>>>>

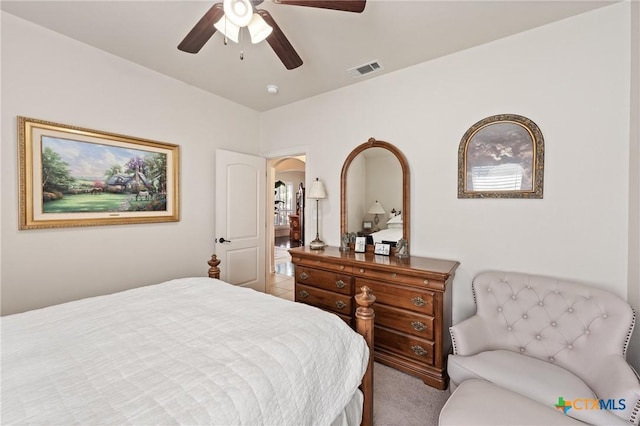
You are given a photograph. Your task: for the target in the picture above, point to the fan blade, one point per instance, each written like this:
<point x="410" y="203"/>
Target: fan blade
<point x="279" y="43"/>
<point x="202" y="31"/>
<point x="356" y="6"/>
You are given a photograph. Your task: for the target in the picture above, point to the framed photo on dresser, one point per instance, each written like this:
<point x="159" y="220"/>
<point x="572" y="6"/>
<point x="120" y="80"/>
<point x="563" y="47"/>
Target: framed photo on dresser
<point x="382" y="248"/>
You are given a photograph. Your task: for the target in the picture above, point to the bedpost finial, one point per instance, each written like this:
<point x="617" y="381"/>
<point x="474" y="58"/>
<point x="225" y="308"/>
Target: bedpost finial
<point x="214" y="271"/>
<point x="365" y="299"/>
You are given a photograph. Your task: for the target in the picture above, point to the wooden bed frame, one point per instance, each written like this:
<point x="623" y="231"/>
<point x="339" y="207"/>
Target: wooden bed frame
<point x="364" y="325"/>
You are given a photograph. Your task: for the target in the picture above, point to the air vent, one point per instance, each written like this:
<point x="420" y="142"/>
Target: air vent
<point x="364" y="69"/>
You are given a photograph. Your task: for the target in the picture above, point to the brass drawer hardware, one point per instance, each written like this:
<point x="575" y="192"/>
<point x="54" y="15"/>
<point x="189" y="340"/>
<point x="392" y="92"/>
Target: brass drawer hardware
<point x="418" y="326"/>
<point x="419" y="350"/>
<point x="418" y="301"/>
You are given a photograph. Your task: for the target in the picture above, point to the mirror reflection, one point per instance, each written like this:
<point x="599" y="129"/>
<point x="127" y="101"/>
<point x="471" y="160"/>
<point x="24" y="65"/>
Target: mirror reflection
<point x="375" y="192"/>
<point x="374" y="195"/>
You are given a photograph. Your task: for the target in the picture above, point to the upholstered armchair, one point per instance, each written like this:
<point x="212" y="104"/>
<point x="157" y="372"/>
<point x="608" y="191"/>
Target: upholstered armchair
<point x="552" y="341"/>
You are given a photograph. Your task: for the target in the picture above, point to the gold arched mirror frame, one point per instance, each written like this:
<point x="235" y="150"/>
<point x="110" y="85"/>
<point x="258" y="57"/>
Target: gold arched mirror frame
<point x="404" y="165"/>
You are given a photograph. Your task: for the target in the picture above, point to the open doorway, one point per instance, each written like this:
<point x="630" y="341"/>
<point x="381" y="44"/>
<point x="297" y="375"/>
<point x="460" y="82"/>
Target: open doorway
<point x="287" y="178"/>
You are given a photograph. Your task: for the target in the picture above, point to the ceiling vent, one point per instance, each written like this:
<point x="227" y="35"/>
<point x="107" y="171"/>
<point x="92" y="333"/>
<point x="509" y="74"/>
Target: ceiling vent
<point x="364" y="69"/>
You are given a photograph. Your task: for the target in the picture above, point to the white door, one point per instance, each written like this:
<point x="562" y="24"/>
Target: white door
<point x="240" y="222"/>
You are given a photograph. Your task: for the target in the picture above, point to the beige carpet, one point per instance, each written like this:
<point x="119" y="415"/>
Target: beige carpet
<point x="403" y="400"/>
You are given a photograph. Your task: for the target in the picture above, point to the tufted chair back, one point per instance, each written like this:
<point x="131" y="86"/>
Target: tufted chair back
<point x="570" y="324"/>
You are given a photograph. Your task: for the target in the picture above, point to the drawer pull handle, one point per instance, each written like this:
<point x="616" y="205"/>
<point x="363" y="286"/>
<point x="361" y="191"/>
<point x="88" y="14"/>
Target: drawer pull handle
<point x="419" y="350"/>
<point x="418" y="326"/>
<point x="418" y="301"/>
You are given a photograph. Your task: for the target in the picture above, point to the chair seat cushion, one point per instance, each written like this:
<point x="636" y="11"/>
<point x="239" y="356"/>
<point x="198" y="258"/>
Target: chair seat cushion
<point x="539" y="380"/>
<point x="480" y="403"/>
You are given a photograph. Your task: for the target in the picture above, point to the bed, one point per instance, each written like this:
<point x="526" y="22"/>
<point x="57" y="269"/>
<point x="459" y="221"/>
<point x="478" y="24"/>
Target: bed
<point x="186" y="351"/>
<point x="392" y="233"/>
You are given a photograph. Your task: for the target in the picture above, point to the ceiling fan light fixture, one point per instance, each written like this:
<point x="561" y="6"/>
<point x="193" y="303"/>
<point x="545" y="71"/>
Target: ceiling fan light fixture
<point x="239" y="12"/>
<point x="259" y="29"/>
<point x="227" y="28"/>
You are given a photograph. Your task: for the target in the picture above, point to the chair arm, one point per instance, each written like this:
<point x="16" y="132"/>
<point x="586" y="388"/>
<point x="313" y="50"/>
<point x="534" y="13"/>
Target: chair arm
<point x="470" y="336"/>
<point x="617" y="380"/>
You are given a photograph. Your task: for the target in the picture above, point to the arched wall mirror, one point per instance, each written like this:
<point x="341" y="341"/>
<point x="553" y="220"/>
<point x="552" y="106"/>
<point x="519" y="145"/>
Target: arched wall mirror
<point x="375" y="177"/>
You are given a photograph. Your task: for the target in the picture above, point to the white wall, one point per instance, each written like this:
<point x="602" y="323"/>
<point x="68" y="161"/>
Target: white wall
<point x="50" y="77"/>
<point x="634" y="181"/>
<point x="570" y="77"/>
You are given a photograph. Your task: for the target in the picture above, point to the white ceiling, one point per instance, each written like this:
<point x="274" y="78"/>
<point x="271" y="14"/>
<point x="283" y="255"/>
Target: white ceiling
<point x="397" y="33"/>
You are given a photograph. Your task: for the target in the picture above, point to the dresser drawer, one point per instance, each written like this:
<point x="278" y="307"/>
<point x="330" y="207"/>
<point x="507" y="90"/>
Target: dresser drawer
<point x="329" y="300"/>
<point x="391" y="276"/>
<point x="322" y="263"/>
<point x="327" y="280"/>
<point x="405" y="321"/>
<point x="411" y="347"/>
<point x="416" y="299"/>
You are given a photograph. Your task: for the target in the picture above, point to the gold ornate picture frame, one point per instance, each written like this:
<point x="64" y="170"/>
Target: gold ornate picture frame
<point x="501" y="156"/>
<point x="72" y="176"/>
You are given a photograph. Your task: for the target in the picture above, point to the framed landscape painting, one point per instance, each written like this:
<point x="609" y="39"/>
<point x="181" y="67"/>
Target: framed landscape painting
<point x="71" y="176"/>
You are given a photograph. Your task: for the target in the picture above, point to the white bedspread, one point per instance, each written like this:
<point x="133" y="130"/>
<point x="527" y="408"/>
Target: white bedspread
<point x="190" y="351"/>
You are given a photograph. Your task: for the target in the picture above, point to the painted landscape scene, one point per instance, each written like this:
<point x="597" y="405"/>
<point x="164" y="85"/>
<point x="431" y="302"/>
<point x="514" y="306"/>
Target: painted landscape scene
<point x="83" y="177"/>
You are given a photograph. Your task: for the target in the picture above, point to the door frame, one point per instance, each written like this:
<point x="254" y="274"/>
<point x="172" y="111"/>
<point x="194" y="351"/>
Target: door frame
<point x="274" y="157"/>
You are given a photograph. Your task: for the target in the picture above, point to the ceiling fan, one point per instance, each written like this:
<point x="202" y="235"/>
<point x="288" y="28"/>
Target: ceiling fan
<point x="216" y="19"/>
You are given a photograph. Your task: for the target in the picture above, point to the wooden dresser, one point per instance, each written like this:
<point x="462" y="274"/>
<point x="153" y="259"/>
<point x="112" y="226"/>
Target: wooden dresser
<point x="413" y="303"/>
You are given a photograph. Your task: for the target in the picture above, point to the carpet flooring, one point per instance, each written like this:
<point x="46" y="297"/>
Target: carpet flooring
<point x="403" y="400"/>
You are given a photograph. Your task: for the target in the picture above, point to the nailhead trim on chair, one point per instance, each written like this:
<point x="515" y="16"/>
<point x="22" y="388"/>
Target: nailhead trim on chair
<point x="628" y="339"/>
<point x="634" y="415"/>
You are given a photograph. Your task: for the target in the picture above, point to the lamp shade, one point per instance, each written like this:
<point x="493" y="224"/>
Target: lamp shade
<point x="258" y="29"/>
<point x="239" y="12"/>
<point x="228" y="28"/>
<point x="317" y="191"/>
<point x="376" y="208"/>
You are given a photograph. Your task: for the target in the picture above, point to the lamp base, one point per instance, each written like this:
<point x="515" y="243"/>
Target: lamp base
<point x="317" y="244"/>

<<<<

● **Work request**
Give back exactly the lines beginning at the one with "to the carpet" and ending at the final line of the material; both boundary lines belong in it.

● **Response box**
You are given a photograph. Your task: for the target in the picture above, point to the carpet flooring, one point per instance, each written like this:
<point x="46" y="297"/>
Target: carpet flooring
<point x="403" y="400"/>
You are given a photograph. Your task: for the target in the picture above, point to the nailhead trim on chair, one point per instance, each written like this:
<point x="515" y="16"/>
<point x="22" y="388"/>
Target: nailhead trim on chair
<point x="628" y="339"/>
<point x="634" y="415"/>
You are given a photograph. Your task: for the target in the picture above, point to the lamp shade, one point per instance, each written like this:
<point x="493" y="224"/>
Target: lamp shade
<point x="258" y="29"/>
<point x="239" y="12"/>
<point x="228" y="28"/>
<point x="317" y="191"/>
<point x="376" y="208"/>
You are given a photograph. Your task: for the target in the picture above, point to the lamp base, one point per instance, each written like this:
<point x="515" y="243"/>
Target: lamp base
<point x="317" y="244"/>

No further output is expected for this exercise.